REQUIREMENTS
Rewrite everything from "Objective — one dot per instance of the small" down to "(1181, 816)" with "Objective" swapped for "Target", leaving the rest as it is.

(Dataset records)
....

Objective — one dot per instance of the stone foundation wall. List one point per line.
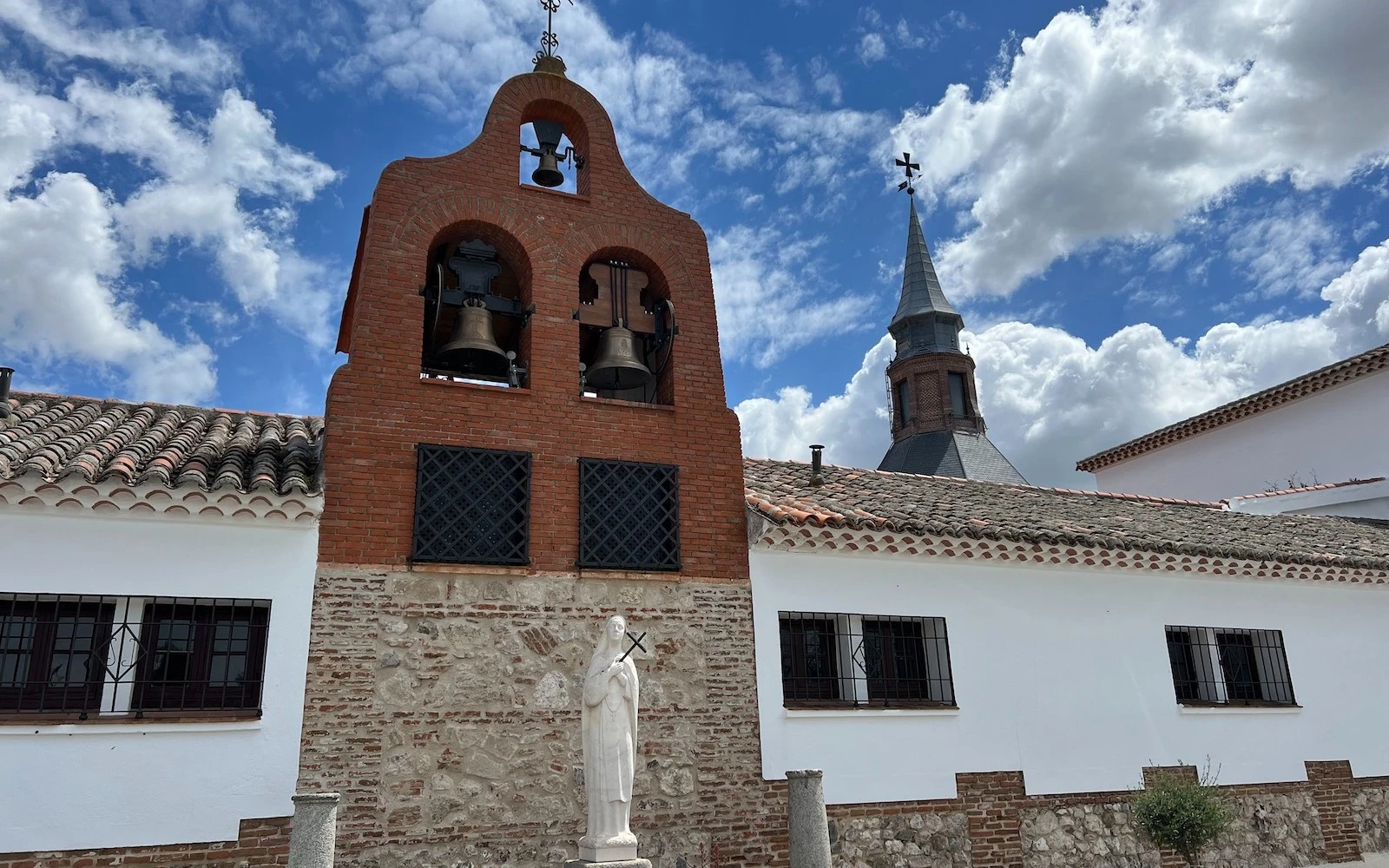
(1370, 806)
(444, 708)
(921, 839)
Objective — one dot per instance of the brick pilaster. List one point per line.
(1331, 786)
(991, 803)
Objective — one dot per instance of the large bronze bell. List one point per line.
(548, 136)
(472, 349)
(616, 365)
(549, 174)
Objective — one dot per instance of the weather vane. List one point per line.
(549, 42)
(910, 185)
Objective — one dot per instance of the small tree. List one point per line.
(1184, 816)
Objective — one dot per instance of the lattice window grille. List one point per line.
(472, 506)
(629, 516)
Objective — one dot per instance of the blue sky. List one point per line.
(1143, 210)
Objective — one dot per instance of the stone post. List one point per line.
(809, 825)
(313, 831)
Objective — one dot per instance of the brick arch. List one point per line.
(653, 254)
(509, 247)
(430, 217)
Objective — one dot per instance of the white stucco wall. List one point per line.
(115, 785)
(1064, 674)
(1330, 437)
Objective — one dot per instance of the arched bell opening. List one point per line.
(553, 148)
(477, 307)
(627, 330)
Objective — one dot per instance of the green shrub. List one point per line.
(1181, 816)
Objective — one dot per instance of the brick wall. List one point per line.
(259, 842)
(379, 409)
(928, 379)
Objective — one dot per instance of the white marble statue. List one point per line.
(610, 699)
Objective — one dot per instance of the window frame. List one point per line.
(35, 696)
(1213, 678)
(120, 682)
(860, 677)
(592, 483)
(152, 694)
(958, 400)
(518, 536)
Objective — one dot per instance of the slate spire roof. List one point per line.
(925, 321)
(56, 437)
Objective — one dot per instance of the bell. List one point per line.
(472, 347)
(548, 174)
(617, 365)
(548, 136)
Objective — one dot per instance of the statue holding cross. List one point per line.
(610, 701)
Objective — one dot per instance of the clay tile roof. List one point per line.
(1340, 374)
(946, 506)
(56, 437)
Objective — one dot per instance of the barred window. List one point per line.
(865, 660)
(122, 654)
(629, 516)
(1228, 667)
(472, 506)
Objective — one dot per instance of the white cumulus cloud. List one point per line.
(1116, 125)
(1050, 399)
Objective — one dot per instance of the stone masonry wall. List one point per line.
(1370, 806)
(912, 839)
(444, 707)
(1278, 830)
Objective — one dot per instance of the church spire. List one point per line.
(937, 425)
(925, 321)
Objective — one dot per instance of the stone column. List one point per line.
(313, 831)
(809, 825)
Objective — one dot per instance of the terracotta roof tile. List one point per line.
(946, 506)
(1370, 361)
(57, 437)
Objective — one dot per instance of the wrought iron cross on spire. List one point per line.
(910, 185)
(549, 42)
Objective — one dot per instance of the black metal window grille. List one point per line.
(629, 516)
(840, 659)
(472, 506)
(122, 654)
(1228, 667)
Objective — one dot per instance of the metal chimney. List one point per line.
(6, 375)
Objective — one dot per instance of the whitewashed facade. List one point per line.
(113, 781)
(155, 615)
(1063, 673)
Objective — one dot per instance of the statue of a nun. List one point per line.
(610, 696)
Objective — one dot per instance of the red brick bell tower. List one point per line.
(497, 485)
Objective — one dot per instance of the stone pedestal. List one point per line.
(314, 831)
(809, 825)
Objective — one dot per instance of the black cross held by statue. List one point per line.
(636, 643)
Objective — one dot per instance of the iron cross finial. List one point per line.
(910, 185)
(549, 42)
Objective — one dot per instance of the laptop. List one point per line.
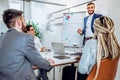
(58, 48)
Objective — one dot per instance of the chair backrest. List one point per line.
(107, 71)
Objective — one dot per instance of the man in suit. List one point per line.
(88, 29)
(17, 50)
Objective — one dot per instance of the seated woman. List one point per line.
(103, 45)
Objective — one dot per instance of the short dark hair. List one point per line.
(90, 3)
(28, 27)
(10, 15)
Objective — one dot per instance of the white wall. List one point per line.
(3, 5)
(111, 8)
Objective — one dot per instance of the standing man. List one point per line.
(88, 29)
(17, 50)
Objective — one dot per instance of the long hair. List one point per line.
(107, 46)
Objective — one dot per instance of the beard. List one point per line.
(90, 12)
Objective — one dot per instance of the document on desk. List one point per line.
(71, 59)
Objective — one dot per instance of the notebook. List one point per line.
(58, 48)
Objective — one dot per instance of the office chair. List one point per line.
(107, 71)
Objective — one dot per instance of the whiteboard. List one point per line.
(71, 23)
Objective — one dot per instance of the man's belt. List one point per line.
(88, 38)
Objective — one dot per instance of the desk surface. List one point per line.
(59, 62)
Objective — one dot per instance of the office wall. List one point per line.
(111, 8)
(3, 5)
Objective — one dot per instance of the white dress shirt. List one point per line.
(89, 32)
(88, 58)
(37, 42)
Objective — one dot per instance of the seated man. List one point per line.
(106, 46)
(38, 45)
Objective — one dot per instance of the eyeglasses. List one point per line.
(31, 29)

....

EXPECTED ANSWER
Target — one dot per instance of the small tree. List one point per line.
(1184, 816)
Target — one dot per instance of the lattice window grille. List one point per line.
(472, 506)
(629, 516)
Target — one dot per instance of the blue sky. List one point per line.
(1143, 210)
Target — one dot per instance of the stone post. List one point per line.
(809, 825)
(313, 831)
Target — one dot per instance of the brick arch. List one point per line.
(653, 254)
(509, 247)
(430, 217)
Target — one dot per instance of the white stucco wall. List one point per line.
(115, 785)
(1064, 674)
(1330, 437)
Target — one dot per instance of the arched bell opening. List one point per line.
(553, 148)
(477, 307)
(627, 330)
Target — one dot per instance of the green shrub. List one point per line.
(1181, 816)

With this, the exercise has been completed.